SUPPLIED TEXT =>
--- START ---
Green, written and directed by Sophia Takal
Film review by Shirley Rodriguez
I love being pleasantly surprised. I especially love a surprise when it involves creativity and passion. This was the case when I was invited to a screening of Sophia Takal’s film Green at the Museum of Modern Art. The focus of the film is the jealous nature of Genevieve, played by Kate Lyn Sheil, whose jealousy steadily begins to consume her. I attended the screening knowing very little of the film, but left wanting to know everything. It is one thing to leave a film only questioning the film and another thing to question yourself. Green is both, it grips you while you watch it and haunts you long afterward.
--- END ---
EXERCISE => Reproduce everything in the film review from "Green, written and" down to "you long afterward.", word for word.

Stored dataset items
--- START ---
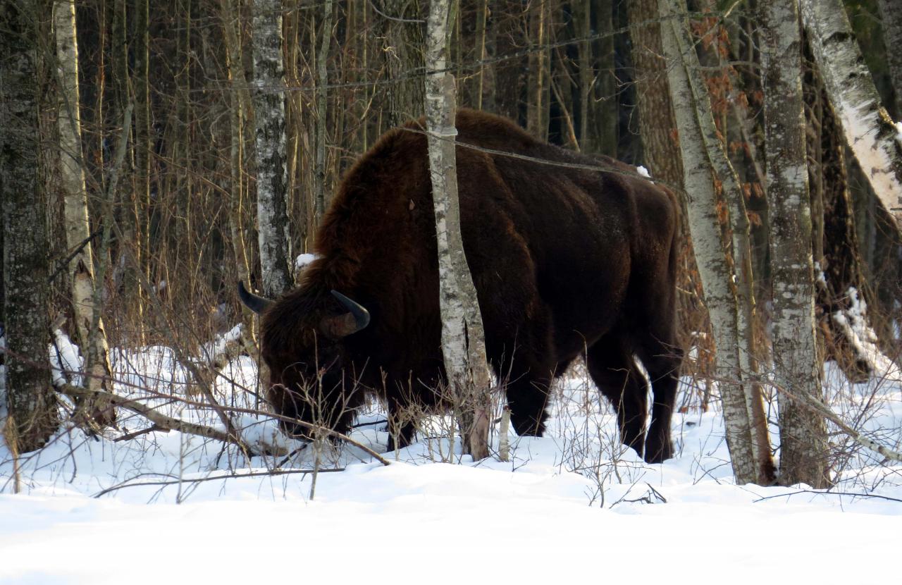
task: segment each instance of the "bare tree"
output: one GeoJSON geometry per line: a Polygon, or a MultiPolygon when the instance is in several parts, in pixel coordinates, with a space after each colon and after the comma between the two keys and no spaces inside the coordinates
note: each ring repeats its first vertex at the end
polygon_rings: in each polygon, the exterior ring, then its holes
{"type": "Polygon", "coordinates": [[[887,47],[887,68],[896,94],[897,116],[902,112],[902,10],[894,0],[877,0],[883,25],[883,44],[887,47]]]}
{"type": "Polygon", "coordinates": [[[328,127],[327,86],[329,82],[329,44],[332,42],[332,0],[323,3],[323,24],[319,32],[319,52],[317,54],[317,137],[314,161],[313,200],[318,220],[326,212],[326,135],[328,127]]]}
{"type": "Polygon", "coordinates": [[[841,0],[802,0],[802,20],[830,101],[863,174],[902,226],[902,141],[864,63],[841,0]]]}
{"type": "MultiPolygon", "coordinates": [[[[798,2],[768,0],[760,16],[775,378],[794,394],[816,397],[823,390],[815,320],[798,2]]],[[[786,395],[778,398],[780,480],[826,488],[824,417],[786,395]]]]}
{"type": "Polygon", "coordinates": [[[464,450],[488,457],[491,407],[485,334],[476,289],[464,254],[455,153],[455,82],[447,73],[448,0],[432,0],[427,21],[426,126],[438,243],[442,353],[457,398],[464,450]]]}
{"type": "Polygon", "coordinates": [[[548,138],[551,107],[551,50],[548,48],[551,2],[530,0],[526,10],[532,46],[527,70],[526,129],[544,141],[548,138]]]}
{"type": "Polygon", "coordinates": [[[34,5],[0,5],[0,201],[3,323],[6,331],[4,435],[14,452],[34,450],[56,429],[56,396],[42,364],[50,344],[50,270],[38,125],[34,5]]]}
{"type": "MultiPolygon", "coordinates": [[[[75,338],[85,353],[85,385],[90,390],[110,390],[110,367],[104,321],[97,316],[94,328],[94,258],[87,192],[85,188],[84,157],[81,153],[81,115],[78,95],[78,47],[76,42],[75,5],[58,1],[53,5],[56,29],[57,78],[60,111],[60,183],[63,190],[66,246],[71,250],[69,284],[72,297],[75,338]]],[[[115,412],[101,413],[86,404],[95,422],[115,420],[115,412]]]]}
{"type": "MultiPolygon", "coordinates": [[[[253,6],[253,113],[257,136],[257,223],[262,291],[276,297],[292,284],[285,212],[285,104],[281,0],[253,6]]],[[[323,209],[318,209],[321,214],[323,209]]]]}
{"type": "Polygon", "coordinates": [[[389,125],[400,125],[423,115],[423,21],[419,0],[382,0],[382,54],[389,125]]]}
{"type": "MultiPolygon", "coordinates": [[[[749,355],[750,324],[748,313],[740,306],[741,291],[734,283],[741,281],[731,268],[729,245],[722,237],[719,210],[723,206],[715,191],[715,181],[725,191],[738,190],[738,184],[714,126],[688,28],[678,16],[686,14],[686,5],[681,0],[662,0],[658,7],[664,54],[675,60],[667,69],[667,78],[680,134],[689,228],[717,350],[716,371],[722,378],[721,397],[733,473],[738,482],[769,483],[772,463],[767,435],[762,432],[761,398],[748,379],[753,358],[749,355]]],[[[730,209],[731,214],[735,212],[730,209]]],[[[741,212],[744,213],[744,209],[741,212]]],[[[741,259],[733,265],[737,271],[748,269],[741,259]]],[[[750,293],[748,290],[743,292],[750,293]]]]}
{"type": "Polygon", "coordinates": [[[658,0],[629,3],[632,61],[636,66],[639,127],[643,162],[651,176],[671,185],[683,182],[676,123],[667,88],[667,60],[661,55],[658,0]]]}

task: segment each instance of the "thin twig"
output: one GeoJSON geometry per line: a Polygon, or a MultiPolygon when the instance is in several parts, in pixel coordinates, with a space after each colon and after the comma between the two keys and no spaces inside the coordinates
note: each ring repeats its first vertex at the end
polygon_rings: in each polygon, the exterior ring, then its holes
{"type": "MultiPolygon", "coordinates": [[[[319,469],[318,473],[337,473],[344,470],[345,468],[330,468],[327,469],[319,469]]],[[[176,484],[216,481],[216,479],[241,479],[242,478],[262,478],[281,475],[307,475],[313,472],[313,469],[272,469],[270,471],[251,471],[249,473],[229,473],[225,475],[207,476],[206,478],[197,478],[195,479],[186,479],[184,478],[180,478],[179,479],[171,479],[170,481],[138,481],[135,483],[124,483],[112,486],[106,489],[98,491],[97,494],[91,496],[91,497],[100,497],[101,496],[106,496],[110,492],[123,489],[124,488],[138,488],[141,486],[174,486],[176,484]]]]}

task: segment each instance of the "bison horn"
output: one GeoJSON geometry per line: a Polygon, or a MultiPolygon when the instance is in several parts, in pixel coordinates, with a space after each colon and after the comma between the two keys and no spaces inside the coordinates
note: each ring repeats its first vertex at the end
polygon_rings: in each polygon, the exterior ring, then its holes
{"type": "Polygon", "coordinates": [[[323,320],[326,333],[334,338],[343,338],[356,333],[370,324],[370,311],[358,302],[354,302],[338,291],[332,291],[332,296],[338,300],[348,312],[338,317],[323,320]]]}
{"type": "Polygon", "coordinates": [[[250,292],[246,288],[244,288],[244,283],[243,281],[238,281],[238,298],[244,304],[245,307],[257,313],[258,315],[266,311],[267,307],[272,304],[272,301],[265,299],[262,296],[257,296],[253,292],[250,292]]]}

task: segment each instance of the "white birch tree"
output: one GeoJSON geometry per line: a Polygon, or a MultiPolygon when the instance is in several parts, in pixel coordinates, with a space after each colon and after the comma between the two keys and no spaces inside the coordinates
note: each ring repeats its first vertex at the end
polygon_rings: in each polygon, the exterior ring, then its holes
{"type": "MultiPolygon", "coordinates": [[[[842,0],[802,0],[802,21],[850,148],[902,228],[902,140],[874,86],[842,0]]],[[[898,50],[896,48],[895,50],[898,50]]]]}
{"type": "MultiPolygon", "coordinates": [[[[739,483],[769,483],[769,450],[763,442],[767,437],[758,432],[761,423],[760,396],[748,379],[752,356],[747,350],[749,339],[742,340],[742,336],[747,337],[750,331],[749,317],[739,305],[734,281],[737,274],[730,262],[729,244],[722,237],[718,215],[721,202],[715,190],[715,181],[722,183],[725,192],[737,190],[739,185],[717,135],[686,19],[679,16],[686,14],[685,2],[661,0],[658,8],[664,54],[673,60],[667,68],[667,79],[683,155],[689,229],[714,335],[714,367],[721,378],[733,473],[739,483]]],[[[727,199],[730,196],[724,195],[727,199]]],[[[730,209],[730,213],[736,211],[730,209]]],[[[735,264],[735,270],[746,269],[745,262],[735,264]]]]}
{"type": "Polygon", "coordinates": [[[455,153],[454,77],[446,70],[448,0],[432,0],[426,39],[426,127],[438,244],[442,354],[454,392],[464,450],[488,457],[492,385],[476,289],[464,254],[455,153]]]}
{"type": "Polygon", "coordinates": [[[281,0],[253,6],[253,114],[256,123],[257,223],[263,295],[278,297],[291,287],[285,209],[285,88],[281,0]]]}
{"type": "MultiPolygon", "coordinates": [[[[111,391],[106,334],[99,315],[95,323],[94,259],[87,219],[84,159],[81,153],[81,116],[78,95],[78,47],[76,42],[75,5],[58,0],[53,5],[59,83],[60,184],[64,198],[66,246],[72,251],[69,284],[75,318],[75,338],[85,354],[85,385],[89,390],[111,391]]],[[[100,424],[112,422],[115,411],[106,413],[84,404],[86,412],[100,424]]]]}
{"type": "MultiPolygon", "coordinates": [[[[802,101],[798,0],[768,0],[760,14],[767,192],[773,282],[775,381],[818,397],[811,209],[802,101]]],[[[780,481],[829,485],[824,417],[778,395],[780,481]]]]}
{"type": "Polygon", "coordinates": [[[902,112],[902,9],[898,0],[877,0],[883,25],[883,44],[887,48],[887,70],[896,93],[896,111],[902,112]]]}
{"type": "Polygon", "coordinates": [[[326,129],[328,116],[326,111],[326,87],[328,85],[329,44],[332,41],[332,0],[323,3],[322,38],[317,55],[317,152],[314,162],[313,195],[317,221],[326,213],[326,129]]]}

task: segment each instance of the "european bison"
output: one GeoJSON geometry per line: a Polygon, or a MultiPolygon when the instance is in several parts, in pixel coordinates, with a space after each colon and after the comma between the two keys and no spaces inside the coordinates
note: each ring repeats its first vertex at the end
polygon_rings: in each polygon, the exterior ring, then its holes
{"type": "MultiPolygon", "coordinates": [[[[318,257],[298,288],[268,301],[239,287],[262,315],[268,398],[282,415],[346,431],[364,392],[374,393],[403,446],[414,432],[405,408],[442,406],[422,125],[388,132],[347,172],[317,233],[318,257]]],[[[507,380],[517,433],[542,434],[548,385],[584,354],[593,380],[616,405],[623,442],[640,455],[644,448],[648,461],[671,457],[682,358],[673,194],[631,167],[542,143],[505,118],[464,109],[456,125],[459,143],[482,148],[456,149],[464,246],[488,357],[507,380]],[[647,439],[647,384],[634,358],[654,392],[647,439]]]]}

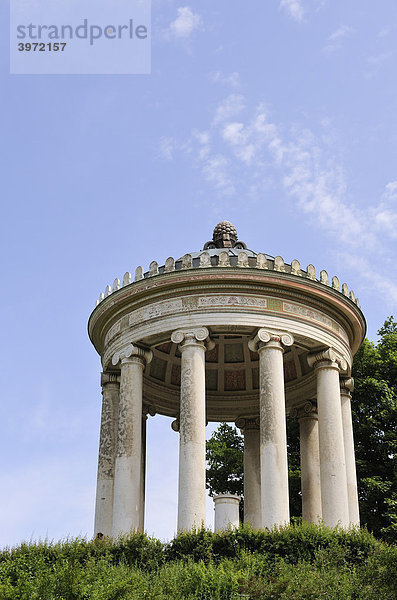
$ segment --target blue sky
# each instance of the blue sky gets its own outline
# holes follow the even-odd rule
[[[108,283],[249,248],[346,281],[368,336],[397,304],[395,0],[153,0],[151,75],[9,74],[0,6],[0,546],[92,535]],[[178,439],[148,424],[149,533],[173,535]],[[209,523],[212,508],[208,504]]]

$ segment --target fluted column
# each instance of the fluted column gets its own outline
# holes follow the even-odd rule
--- END ---
FINISHED TASK =>
Green, written and directed by Sophia Takal
Film review by Shirley Rodriguez
I love being pleasantly surprised. I especially love a surprise when it involves creativity and passion. This was the case when I was invited to a screening of Sophia Takal’s film Green at the Museum of Modern Art. The focus of the film is the jealous nature of Genevieve, played by Kate Lyn Sheil, whose jealousy steadily begins to consume her. I attended the screening knowing very little of the film, but left wanting to know everything. It is one thing to leave a film only questioning the film and another thing to question yourself. Green is both, it grips you while you watch it and haunts you long afterward.